-- Start of Data shown --

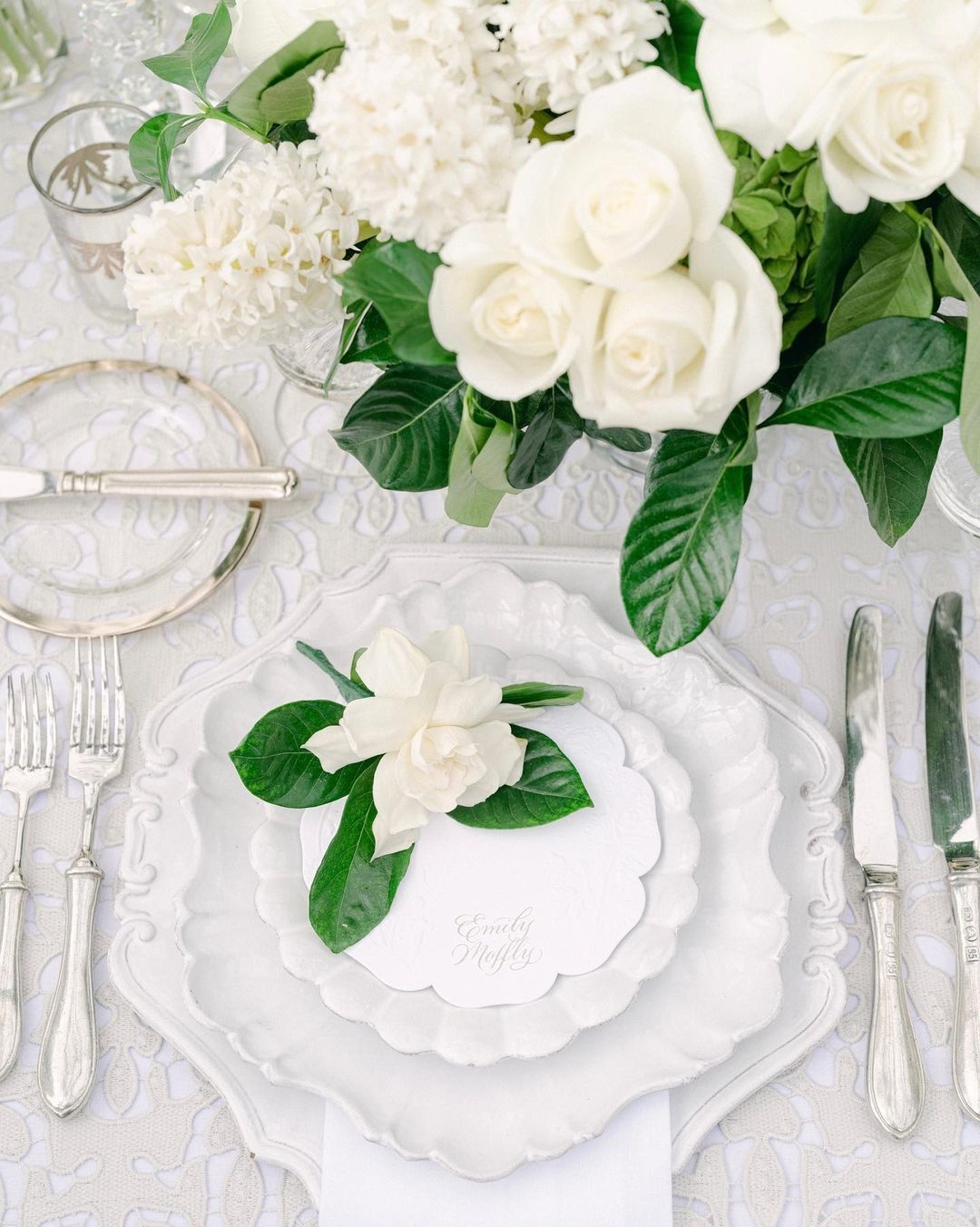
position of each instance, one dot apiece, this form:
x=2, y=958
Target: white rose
x=642, y=176
x=261, y=27
x=444, y=736
x=682, y=348
x=762, y=83
x=893, y=126
x=510, y=323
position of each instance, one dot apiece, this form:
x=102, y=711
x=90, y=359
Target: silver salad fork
x=69, y=1048
x=28, y=767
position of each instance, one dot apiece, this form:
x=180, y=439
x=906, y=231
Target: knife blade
x=955, y=829
x=232, y=484
x=896, y=1083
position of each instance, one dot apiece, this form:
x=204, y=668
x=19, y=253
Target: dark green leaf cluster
x=353, y=891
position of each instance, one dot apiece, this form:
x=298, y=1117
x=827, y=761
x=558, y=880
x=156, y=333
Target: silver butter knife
x=955, y=829
x=896, y=1084
x=233, y=484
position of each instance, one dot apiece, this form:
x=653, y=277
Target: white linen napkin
x=622, y=1178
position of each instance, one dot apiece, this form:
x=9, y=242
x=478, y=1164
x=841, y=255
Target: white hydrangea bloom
x=416, y=146
x=247, y=258
x=564, y=49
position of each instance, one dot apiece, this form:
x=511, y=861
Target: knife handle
x=965, y=888
x=896, y=1083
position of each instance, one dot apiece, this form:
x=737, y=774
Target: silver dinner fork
x=69, y=1046
x=28, y=767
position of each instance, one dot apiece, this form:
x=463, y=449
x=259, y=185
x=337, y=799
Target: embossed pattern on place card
x=494, y=917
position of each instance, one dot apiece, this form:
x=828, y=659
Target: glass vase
x=310, y=359
x=32, y=49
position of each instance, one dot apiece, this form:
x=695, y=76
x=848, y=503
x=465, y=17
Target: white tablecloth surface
x=157, y=1145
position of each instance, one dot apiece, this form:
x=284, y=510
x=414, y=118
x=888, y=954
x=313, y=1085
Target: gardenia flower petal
x=681, y=349
x=510, y=323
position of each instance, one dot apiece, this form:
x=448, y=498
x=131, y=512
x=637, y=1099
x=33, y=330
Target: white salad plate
x=421, y=1021
x=285, y=1123
x=482, y=1123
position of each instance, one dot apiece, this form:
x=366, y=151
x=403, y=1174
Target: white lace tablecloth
x=157, y=1145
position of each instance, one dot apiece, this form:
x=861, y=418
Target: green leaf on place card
x=550, y=788
x=349, y=690
x=543, y=694
x=246, y=101
x=844, y=234
x=397, y=279
x=893, y=475
x=192, y=63
x=889, y=379
x=291, y=100
x=152, y=145
x=274, y=766
x=477, y=467
x=404, y=427
x=682, y=547
x=352, y=893
x=544, y=445
x=893, y=280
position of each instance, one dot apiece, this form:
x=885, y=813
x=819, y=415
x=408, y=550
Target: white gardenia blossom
x=682, y=348
x=246, y=259
x=444, y=736
x=417, y=149
x=626, y=196
x=564, y=49
x=512, y=323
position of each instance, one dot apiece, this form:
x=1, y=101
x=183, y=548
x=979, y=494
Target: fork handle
x=13, y=895
x=69, y=1048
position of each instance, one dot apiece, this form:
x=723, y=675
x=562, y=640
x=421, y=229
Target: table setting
x=488, y=533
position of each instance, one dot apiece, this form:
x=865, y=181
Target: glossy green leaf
x=681, y=551
x=192, y=63
x=543, y=694
x=397, y=279
x=246, y=101
x=889, y=379
x=274, y=766
x=152, y=145
x=348, y=687
x=544, y=445
x=404, y=427
x=550, y=790
x=352, y=893
x=893, y=475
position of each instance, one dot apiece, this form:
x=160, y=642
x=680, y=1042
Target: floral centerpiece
x=616, y=219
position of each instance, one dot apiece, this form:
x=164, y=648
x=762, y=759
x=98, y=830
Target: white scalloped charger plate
x=421, y=1021
x=283, y=1124
x=482, y=1123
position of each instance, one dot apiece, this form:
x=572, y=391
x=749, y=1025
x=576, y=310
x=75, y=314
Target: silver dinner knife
x=233, y=484
x=896, y=1084
x=955, y=829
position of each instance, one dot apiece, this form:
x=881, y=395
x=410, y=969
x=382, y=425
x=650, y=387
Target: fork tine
x=119, y=732
x=90, y=698
x=51, y=741
x=24, y=748
x=10, y=739
x=76, y=701
x=35, y=746
x=103, y=734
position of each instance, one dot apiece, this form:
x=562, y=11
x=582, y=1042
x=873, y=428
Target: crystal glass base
x=956, y=484
x=310, y=362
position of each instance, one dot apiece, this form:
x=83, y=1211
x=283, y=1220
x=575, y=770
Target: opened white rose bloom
x=444, y=736
x=623, y=199
x=512, y=323
x=682, y=348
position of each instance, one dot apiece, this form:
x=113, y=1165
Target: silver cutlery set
x=69, y=1046
x=896, y=1080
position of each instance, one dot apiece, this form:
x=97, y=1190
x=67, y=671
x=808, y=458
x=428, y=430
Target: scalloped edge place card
x=494, y=917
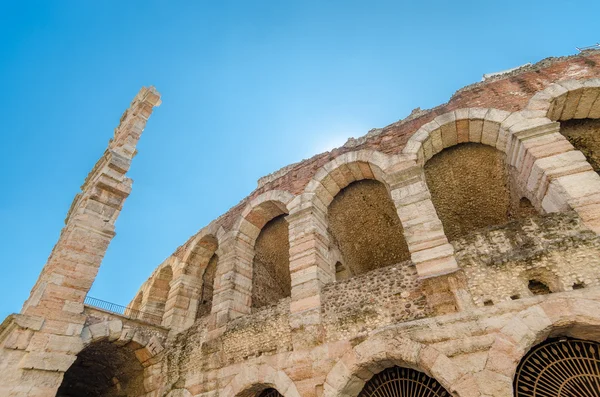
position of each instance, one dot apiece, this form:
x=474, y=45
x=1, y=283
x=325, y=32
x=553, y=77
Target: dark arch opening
x=538, y=288
x=271, y=280
x=158, y=295
x=208, y=281
x=103, y=370
x=270, y=392
x=404, y=382
x=364, y=224
x=559, y=367
x=584, y=134
x=471, y=189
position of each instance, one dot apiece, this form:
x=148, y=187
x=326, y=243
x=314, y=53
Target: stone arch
x=384, y=350
x=354, y=181
x=251, y=380
x=155, y=299
x=349, y=167
x=576, y=105
x=259, y=211
x=549, y=172
x=185, y=302
x=455, y=142
x=555, y=316
x=263, y=227
x=475, y=125
x=568, y=99
x=544, y=276
x=133, y=309
x=118, y=353
x=234, y=276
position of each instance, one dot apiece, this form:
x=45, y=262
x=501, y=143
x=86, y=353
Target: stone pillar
x=555, y=175
x=232, y=294
x=47, y=348
x=310, y=268
x=429, y=248
x=182, y=304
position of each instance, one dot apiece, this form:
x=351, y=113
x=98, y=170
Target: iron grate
x=403, y=382
x=560, y=368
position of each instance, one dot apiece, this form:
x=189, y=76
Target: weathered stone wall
x=471, y=189
x=271, y=270
x=328, y=337
x=554, y=249
x=265, y=331
x=384, y=296
x=584, y=134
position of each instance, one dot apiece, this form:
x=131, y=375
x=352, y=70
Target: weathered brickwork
x=499, y=263
x=451, y=242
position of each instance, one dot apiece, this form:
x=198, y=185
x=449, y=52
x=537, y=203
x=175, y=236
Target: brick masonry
x=460, y=310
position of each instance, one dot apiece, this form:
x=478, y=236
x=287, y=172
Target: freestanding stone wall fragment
x=460, y=314
x=46, y=336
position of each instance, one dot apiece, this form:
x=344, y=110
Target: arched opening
x=471, y=189
x=403, y=382
x=133, y=310
x=584, y=134
x=364, y=224
x=271, y=280
x=270, y=392
x=208, y=281
x=157, y=295
x=103, y=370
x=560, y=367
x=202, y=266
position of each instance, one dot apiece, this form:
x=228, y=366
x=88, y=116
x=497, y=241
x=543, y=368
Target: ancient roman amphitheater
x=452, y=253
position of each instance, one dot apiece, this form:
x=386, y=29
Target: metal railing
x=124, y=311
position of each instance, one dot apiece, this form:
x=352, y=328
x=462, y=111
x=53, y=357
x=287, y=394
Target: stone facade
x=371, y=279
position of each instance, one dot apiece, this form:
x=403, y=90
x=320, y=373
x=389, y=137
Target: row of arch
x=365, y=209
x=540, y=353
x=549, y=349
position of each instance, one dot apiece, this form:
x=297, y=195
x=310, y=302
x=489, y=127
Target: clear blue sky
x=247, y=87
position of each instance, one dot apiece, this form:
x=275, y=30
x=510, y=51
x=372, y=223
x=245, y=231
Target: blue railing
x=124, y=311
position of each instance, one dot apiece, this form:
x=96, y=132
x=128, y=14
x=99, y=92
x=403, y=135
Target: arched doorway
x=562, y=367
x=403, y=382
x=104, y=370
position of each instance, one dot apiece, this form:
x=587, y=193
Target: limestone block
x=436, y=267
x=445, y=371
x=30, y=322
x=126, y=336
x=115, y=327
x=441, y=251
x=18, y=339
x=566, y=189
x=589, y=96
x=494, y=384
x=64, y=344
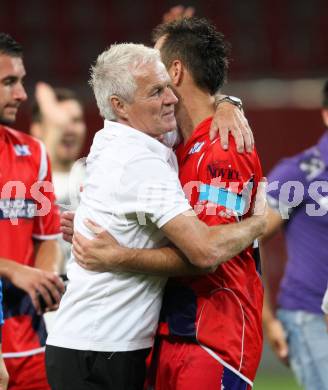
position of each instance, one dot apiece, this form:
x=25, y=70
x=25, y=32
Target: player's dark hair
x=62, y=94
x=325, y=95
x=200, y=47
x=9, y=46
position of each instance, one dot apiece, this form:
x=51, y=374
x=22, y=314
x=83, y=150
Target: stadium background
x=279, y=62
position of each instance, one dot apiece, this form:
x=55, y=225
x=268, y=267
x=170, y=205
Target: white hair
x=114, y=73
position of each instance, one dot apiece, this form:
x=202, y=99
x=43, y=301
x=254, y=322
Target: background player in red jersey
x=211, y=325
x=28, y=246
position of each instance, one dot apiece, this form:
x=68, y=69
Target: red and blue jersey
x=27, y=213
x=222, y=310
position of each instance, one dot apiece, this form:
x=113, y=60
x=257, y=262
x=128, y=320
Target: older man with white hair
x=106, y=321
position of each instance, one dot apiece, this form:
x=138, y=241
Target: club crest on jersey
x=196, y=148
x=22, y=150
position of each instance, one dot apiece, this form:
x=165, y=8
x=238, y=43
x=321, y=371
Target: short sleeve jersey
x=298, y=189
x=27, y=212
x=222, y=310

-- End of Data shown --

◆ Short task:
Pick out every line of the listing above that contains the string "tablecloth", and copy each one.

◆ Result of the task:
Target: white tablecloth surface
Target: white lace tablecloth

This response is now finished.